# Exercise directions:
Exactly as written, give again the line with "Expected: for the slender" and all subsequent lines through the end of the records.

# Entries supplied:
⟨

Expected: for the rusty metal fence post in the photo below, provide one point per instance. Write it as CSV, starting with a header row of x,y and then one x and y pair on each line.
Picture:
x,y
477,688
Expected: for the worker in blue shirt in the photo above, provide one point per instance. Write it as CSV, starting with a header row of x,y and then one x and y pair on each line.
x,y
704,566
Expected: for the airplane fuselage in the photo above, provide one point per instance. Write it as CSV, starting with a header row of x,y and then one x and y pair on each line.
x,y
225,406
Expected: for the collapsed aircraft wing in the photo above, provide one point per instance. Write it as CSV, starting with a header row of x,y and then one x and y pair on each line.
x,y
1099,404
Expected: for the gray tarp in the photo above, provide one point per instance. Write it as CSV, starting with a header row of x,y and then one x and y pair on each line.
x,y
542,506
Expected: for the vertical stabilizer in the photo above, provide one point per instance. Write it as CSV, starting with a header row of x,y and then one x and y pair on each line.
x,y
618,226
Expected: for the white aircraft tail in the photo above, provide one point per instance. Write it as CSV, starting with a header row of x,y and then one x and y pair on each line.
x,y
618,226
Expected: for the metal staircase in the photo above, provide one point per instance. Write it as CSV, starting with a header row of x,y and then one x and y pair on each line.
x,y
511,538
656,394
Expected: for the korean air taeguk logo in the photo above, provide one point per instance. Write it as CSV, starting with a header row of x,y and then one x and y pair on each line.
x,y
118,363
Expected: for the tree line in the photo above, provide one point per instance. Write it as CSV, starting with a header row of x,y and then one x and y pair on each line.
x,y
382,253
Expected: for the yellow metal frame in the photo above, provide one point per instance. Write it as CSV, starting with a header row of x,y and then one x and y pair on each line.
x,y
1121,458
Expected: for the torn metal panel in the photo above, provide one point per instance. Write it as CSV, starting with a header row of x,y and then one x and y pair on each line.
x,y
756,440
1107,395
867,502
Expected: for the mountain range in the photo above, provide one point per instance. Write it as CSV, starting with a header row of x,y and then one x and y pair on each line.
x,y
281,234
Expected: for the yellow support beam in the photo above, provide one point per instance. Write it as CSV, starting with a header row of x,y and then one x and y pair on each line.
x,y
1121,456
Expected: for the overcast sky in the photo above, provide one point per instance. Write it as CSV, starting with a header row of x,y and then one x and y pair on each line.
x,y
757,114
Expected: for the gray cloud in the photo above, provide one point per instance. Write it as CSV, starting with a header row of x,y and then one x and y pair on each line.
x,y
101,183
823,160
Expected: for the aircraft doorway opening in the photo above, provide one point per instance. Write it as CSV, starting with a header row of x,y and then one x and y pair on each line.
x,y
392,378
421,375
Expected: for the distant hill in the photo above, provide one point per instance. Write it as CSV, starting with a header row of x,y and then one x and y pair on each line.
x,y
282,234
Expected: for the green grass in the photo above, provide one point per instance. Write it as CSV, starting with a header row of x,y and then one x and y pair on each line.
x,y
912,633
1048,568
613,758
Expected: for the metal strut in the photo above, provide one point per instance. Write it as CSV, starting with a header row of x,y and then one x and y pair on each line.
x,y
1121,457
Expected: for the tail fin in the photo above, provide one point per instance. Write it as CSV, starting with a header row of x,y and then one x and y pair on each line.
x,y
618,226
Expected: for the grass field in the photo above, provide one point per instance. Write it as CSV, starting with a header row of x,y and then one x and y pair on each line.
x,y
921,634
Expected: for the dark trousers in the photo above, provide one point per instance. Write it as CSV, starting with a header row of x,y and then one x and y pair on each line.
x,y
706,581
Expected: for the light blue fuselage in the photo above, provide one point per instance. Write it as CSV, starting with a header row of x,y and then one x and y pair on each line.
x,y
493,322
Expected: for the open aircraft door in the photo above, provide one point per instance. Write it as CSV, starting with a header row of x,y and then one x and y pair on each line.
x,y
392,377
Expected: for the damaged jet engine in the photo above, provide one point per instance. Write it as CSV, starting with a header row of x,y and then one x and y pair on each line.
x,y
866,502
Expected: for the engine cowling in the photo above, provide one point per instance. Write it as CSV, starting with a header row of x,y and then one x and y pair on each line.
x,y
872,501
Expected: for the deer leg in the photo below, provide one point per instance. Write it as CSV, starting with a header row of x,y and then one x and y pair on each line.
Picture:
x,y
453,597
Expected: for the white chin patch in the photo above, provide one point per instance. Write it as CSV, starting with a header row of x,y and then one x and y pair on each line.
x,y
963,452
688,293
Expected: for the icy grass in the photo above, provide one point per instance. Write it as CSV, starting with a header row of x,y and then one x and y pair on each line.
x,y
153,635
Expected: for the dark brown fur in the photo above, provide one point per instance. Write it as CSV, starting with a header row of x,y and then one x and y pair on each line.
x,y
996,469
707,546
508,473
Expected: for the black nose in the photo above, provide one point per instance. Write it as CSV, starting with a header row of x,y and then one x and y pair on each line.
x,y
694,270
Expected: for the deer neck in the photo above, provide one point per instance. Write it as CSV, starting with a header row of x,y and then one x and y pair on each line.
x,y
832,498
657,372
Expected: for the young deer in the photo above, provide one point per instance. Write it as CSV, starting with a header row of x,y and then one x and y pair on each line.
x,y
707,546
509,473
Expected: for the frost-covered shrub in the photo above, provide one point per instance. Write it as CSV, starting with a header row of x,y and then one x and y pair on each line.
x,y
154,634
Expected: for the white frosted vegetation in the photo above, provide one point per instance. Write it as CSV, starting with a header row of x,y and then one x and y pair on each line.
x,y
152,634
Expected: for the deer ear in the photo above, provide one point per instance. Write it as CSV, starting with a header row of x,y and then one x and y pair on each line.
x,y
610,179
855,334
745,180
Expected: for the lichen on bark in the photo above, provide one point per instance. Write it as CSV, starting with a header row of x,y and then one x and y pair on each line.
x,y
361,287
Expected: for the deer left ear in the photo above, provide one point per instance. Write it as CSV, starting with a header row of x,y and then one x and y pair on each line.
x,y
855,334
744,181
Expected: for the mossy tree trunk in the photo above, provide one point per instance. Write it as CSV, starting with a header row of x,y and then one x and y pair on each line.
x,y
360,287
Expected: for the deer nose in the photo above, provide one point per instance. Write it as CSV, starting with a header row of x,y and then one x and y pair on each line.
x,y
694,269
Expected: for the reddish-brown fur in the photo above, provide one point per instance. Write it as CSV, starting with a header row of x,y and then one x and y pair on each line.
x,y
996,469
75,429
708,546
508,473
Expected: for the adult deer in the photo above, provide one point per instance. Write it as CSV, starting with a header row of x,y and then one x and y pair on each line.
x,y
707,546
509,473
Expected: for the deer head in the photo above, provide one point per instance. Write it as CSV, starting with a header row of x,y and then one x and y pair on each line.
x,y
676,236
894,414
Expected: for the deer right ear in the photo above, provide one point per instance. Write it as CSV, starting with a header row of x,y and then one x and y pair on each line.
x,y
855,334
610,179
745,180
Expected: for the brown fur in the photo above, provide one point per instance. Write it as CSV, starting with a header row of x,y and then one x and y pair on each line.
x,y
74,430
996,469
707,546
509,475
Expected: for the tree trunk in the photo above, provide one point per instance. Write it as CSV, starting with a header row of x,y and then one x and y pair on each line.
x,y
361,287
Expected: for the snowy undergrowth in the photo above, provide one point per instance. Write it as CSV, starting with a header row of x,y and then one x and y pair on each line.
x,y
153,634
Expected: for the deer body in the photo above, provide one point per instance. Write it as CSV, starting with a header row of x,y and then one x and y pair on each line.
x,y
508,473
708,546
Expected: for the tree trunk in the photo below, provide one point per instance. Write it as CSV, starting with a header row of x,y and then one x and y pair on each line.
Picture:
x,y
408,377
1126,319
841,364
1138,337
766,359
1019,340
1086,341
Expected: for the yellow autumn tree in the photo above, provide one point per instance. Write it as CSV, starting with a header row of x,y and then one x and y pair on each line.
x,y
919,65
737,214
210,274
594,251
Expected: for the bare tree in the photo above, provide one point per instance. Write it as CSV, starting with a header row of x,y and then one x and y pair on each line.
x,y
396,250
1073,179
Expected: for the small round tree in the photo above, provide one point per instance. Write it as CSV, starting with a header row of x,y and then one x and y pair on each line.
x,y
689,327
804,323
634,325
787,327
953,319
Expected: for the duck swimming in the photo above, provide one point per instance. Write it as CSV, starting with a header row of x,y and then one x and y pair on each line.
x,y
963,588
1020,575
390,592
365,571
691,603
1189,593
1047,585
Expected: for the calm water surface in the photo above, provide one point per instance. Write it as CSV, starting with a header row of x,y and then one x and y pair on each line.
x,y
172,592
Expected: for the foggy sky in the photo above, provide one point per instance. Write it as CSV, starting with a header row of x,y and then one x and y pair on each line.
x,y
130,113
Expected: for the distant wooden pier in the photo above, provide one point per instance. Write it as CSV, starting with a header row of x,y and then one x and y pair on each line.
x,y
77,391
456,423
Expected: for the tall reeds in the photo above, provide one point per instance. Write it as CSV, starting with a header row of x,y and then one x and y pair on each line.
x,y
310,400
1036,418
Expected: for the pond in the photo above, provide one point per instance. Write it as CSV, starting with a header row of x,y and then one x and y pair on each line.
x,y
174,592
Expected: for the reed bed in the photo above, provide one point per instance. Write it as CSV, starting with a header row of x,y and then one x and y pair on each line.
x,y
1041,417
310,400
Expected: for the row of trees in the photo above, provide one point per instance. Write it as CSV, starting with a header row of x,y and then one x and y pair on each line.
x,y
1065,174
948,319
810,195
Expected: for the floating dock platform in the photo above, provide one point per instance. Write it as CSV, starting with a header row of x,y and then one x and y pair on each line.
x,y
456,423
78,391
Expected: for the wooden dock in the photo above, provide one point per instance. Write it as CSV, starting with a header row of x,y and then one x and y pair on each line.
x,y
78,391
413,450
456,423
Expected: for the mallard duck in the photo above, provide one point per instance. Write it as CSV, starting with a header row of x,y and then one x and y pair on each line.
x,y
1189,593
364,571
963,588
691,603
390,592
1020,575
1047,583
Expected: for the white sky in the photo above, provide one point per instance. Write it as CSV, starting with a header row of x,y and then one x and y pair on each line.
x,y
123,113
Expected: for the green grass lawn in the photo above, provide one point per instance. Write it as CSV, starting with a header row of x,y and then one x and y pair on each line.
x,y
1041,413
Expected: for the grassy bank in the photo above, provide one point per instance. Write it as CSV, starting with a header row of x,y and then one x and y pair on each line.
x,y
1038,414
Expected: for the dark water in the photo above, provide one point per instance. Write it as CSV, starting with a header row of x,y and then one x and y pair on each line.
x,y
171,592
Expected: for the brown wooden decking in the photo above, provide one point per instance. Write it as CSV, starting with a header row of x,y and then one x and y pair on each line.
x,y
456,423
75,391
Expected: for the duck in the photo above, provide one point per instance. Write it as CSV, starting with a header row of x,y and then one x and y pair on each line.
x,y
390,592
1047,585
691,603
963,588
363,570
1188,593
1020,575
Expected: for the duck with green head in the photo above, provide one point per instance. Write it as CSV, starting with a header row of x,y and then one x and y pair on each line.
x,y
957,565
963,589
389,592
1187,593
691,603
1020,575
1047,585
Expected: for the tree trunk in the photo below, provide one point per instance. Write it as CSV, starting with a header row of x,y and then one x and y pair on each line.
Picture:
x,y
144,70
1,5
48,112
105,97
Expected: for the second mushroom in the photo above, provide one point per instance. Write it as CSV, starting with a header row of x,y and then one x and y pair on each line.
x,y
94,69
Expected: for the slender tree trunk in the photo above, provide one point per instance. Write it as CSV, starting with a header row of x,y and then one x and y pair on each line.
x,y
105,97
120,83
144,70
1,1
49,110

⟩

# Written response:
Expected: for the slender tree trunk in the photo above, provide one point per instance. Write it as CSV, starting with a header row of x,y and then one x and y pair on each line.
x,y
105,97
120,83
144,70
1,1
49,110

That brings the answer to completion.